- _ABOUT THIS TASK_
Return every entry exactly, except for any pictures.

- _EXERCISE MATERIAL_

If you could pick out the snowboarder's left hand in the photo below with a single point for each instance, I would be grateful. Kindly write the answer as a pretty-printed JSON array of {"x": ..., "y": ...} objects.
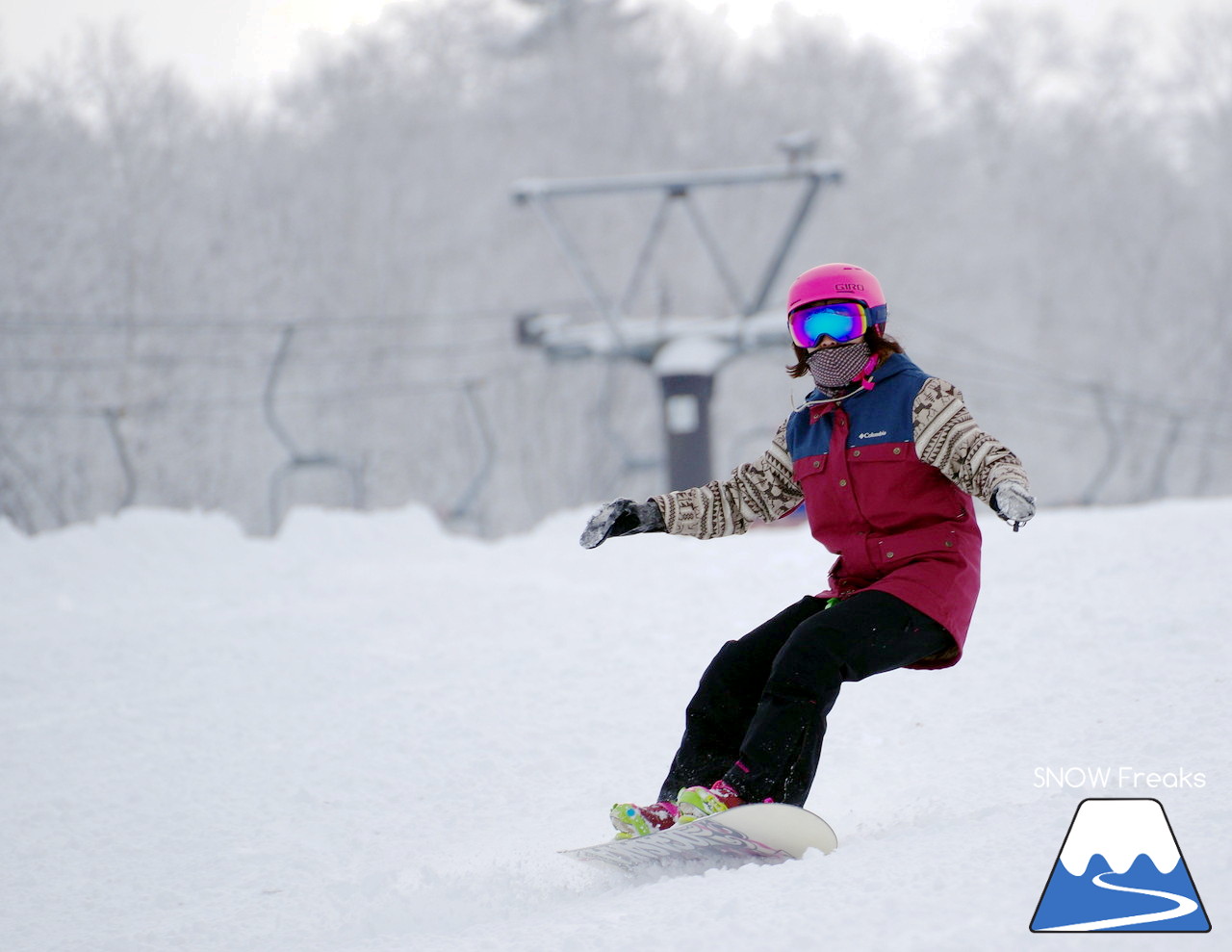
[
  {"x": 621, "y": 518},
  {"x": 1013, "y": 503}
]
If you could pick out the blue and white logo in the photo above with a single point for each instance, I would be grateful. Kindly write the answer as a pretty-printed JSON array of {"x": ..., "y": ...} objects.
[{"x": 1120, "y": 869}]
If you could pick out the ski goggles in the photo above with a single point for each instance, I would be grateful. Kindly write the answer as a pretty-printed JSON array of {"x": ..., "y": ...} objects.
[{"x": 840, "y": 321}]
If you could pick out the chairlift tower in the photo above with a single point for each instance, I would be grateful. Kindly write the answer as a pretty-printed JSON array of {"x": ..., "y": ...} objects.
[{"x": 685, "y": 352}]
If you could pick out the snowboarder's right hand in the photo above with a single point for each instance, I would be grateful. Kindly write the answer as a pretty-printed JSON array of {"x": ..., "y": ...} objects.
[{"x": 621, "y": 518}]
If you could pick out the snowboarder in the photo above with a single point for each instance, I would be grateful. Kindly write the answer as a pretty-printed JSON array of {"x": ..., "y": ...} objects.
[{"x": 886, "y": 461}]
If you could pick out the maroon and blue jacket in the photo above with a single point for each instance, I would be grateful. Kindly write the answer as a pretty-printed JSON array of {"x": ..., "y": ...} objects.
[{"x": 887, "y": 478}]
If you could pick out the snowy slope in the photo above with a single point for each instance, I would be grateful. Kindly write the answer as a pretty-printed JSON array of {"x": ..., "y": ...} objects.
[{"x": 368, "y": 734}]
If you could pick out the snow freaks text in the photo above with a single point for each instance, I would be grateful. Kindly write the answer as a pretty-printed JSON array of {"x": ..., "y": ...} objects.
[{"x": 1117, "y": 777}]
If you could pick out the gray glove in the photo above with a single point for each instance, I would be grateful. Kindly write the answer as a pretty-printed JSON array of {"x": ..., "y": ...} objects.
[
  {"x": 1013, "y": 502},
  {"x": 621, "y": 518}
]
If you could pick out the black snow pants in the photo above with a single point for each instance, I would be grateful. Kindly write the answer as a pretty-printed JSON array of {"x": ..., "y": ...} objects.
[{"x": 759, "y": 714}]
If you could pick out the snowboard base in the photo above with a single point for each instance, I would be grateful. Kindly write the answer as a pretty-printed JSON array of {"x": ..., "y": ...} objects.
[{"x": 762, "y": 833}]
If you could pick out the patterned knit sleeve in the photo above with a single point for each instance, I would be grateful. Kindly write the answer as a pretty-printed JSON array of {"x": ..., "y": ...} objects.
[
  {"x": 764, "y": 490},
  {"x": 946, "y": 436}
]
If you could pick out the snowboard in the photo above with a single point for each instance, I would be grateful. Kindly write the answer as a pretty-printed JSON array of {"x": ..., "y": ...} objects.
[{"x": 762, "y": 833}]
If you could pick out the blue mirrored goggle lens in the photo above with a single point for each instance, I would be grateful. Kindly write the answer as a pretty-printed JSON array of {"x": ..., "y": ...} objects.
[{"x": 841, "y": 322}]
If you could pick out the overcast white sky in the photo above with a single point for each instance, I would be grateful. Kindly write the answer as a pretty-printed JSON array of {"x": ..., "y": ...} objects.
[{"x": 239, "y": 44}]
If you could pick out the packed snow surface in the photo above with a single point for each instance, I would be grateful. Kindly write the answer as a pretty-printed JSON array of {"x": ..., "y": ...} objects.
[{"x": 371, "y": 734}]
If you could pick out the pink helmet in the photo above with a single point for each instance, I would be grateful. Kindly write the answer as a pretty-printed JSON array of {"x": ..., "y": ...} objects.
[{"x": 838, "y": 280}]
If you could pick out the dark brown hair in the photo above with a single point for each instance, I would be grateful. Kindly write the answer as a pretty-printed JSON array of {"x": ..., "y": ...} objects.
[{"x": 879, "y": 344}]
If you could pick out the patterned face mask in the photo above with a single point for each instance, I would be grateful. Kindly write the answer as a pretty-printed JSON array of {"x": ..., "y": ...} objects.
[{"x": 835, "y": 367}]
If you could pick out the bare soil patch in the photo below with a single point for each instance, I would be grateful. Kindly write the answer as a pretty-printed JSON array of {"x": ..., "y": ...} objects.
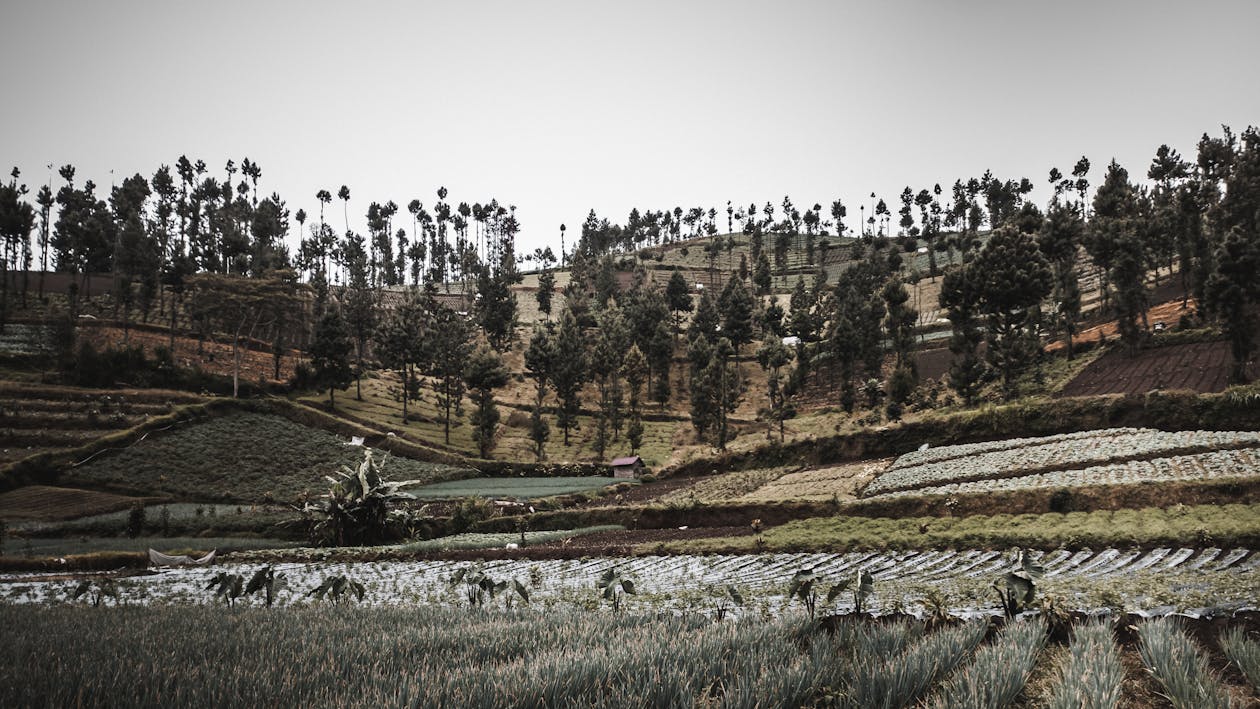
[
  {"x": 44, "y": 503},
  {"x": 211, "y": 357},
  {"x": 1197, "y": 367}
]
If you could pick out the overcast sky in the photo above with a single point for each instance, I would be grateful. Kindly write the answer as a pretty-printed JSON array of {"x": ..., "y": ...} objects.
[{"x": 560, "y": 107}]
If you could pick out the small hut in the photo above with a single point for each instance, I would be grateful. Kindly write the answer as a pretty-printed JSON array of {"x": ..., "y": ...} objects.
[{"x": 629, "y": 466}]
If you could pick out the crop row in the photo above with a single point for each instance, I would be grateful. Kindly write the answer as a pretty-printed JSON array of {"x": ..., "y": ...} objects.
[
  {"x": 444, "y": 657},
  {"x": 1060, "y": 455},
  {"x": 242, "y": 457},
  {"x": 823, "y": 484},
  {"x": 1216, "y": 465},
  {"x": 1135, "y": 579},
  {"x": 512, "y": 487},
  {"x": 726, "y": 486},
  {"x": 931, "y": 455}
]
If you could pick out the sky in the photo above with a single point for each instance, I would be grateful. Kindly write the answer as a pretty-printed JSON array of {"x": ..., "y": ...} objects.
[{"x": 560, "y": 107}]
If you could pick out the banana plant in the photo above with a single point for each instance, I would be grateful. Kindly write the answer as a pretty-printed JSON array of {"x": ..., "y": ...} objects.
[
  {"x": 338, "y": 588},
  {"x": 479, "y": 586},
  {"x": 726, "y": 600},
  {"x": 359, "y": 506},
  {"x": 227, "y": 586},
  {"x": 1017, "y": 589},
  {"x": 267, "y": 581},
  {"x": 805, "y": 586},
  {"x": 98, "y": 588},
  {"x": 612, "y": 587}
]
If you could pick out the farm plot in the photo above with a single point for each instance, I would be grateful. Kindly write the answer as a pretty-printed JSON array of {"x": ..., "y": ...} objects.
[
  {"x": 726, "y": 486},
  {"x": 1050, "y": 455},
  {"x": 241, "y": 457},
  {"x": 1198, "y": 367},
  {"x": 512, "y": 487},
  {"x": 44, "y": 504},
  {"x": 838, "y": 482},
  {"x": 35, "y": 419},
  {"x": 1217, "y": 465},
  {"x": 446, "y": 657},
  {"x": 1154, "y": 582}
]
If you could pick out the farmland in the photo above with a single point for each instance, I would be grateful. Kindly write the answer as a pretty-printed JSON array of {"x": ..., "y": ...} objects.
[
  {"x": 48, "y": 418},
  {"x": 240, "y": 457},
  {"x": 1074, "y": 452},
  {"x": 513, "y": 487},
  {"x": 441, "y": 656}
]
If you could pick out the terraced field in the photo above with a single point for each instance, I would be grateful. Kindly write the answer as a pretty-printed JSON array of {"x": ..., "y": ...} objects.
[
  {"x": 1093, "y": 457},
  {"x": 1154, "y": 581},
  {"x": 240, "y": 457},
  {"x": 43, "y": 418}
]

- _REPLY_
If you could pick out the snowboarder's left hand in the photo below with a single point for each instance, I would be grateful. Kindly write the answer as a pretty-printed JSON array of {"x": ..., "y": ...} objects.
[
  {"x": 621, "y": 518},
  {"x": 1013, "y": 503}
]
If you could pick out the blue and white logo in the photo above with a single point for each instance, I would be grateful. Kindly write the answer as a pretty-printed JSON array of {"x": ..., "y": ...} objects.
[{"x": 1120, "y": 869}]
If you could pick out the ski goggles in the photo above with a single point for each instance, I would be grateful. Kindly write the answer as a pretty-printed JSON array of {"x": ..., "y": ...} objects.
[{"x": 840, "y": 321}]
If you could pick out the chairlift tower in the photo above with a single point for each instance, I would be grateful. Kindly write the answer as a pretty-printed JSON array of {"x": ..., "y": ...} objects.
[{"x": 685, "y": 352}]
If you could pick out the snowboarder's right hand in the photo above with a single point for each instance, I would be grateful. Kindly write the answer as a pretty-printed JSON array of {"x": ..., "y": ...} objects.
[{"x": 621, "y": 518}]
If you could pick out the snowboarder in the photo above with a single point for each instance, I would be grateful. Kindly write the answer as a pretty-printed JSON array of {"x": ..., "y": ...} objects.
[{"x": 886, "y": 461}]
If you could pick out the maroon and blue jacket in the photo above with a single point for each instance, I would be grateful. Kindly write the answer as a pretty-printed JSON array of {"x": ..., "y": ...} objects.
[{"x": 887, "y": 478}]
If you could pick out the snowy slope in the photo above with a single point for each instance, I would be grateful. Kindly write the answer as a pretty-printed JSON array of {"x": ..., "y": ...} objects.
[{"x": 368, "y": 734}]
If you could pick out the snow freaks text in the photo above with a single point for each instance, I would be grateful. Kindly write the answer as a pretty-printed JSON array of {"x": ..., "y": ...} objects.
[{"x": 1117, "y": 777}]
If you could pick out the gray glove in the photo above with a single point for each instance, I would be grateful. Kindly write the answer as a pretty-printed JSON array of {"x": ..., "y": ...} objects.
[
  {"x": 1013, "y": 502},
  {"x": 621, "y": 518}
]
If you could pick out the black snow pants in the photo above with a single point for each instance, I would be grateful. Kindly write the answer as a pretty-printed JSON array of {"x": ..., "y": ...} objects.
[{"x": 759, "y": 714}]
If you could pick out the snowboard base in the photo above with a single point for each instance, I would be grateful. Kindly write the answer as a pretty-printed JSON array of {"x": ..., "y": ...} objects.
[{"x": 762, "y": 833}]
If you could pick out the patterned knit sleeve in the photo above with a single point for each instance, I would be grateful. Kindly write the answer as a pretty-printed JSON array of {"x": ..., "y": ...} objects.
[
  {"x": 764, "y": 490},
  {"x": 946, "y": 436}
]
If you could pick out the snowboard in the photo above with a single point for each instance, I would be grateful. Kindly write the answer as a pretty-printed JSON array of {"x": ..., "y": ...} objects.
[{"x": 762, "y": 833}]
If you could pick out the blue mirrored goggle lens in the photo above with a single point for each instance, I would be grateful. Kindly write the answer as a pretty-printed JSON array of {"x": ..., "y": ...} objects.
[{"x": 841, "y": 322}]
If you could pick out the overcast white sky in the photo above with a single point for each instance, I would be grateful. Kindly write the answer as a pretty-printed JSON array of {"x": ..., "y": ...} objects.
[{"x": 239, "y": 44}]
If you could pick out the packed snow surface in the photo above with a single point for each instance, I would be grateful. Kindly write the answer as a pretty-printed JSON array of {"x": ..., "y": ...} objects.
[{"x": 371, "y": 734}]
If you could pick out the pink helmet in the photo above with a single point for each instance, I would be grateful. Kindly write the answer as a pretty-printed JSON array of {"x": ..., "y": ...} objects.
[{"x": 838, "y": 280}]
If you could pick out the dark brown hair in the photo above with a single point for each instance, I would be grateful. Kindly write the answer as a pretty-printed JSON array of {"x": ..., "y": ...} objects.
[{"x": 879, "y": 344}]
If you could pick out the patterned face mask in the photo above with a single point for each instance, I would be grateful. Kindly write the answer as a pretty-printed JSON array of {"x": ..., "y": ...} objects.
[{"x": 835, "y": 367}]
If you could pick out the bare soil patch in the photo below with a single point for each instance, I would be grateful. Kindly write the answer as a pretty-printed JSON array of {"x": ..., "y": ...} objects.
[
  {"x": 44, "y": 503},
  {"x": 211, "y": 357},
  {"x": 1197, "y": 367}
]
If you could pick out the overcast sky in the photo above with a single point for each instance, I would be grateful. Kindly write the answer as a pretty-printed JSON array of {"x": ..., "y": ...} objects.
[{"x": 560, "y": 107}]
If you could pick out the small hut in the photo above with a single point for each instance, I would be grateful. Kindly write the answer as a pretty-printed JSON array of {"x": ..., "y": ...} objects.
[{"x": 629, "y": 466}]
If you could pick out the crop row in the photo above with a single point for each instance, I would be grateful. Kindly write the answer as a pretty-printed JSON array of {"x": ..., "y": ...} objects.
[
  {"x": 444, "y": 657},
  {"x": 1060, "y": 455},
  {"x": 242, "y": 457},
  {"x": 823, "y": 484},
  {"x": 1216, "y": 465},
  {"x": 1135, "y": 579},
  {"x": 512, "y": 487},
  {"x": 726, "y": 486},
  {"x": 931, "y": 455}
]
If you could pick out the sky in the photo above with a single point for each instance, I would be grateful. Kindly write the answer as a pretty-printed JSON array of {"x": ..., "y": ...} objects.
[{"x": 560, "y": 107}]
If you could pick out the banana plant in the photo above with a single point for each instance, I would be grateful. Kindly write the answer as a pretty-printed JSON array of {"x": ..., "y": ...} objects.
[
  {"x": 338, "y": 588},
  {"x": 479, "y": 586},
  {"x": 726, "y": 600},
  {"x": 359, "y": 506},
  {"x": 227, "y": 586},
  {"x": 1017, "y": 589},
  {"x": 267, "y": 581},
  {"x": 805, "y": 586},
  {"x": 98, "y": 588},
  {"x": 612, "y": 587}
]
If you could pick out the farm plot in the photo above with a single point for each instance, I would be grateful. Kindly write the answer as a pretty-printed JSON array of {"x": ..., "y": ...} objects.
[
  {"x": 726, "y": 486},
  {"x": 1050, "y": 455},
  {"x": 241, "y": 457},
  {"x": 1198, "y": 367},
  {"x": 512, "y": 487},
  {"x": 44, "y": 504},
  {"x": 838, "y": 482},
  {"x": 35, "y": 419},
  {"x": 1217, "y": 465},
  {"x": 446, "y": 657},
  {"x": 1154, "y": 582}
]
If you could pick out the farmland in the photo above with a single point for each instance, I would be grateful. Kindly write the answer as a pretty-printed JSON array of {"x": ..., "y": ...} objects.
[
  {"x": 48, "y": 418},
  {"x": 240, "y": 457},
  {"x": 1074, "y": 452},
  {"x": 513, "y": 487},
  {"x": 441, "y": 656}
]
If you could pick out the terraced field in the photo above with a single point for each instance, I would be grateful. Kindly write the answer as a pretty-printed JSON array of {"x": ..., "y": ...} objects.
[
  {"x": 1093, "y": 457},
  {"x": 1154, "y": 581},
  {"x": 240, "y": 457},
  {"x": 43, "y": 418}
]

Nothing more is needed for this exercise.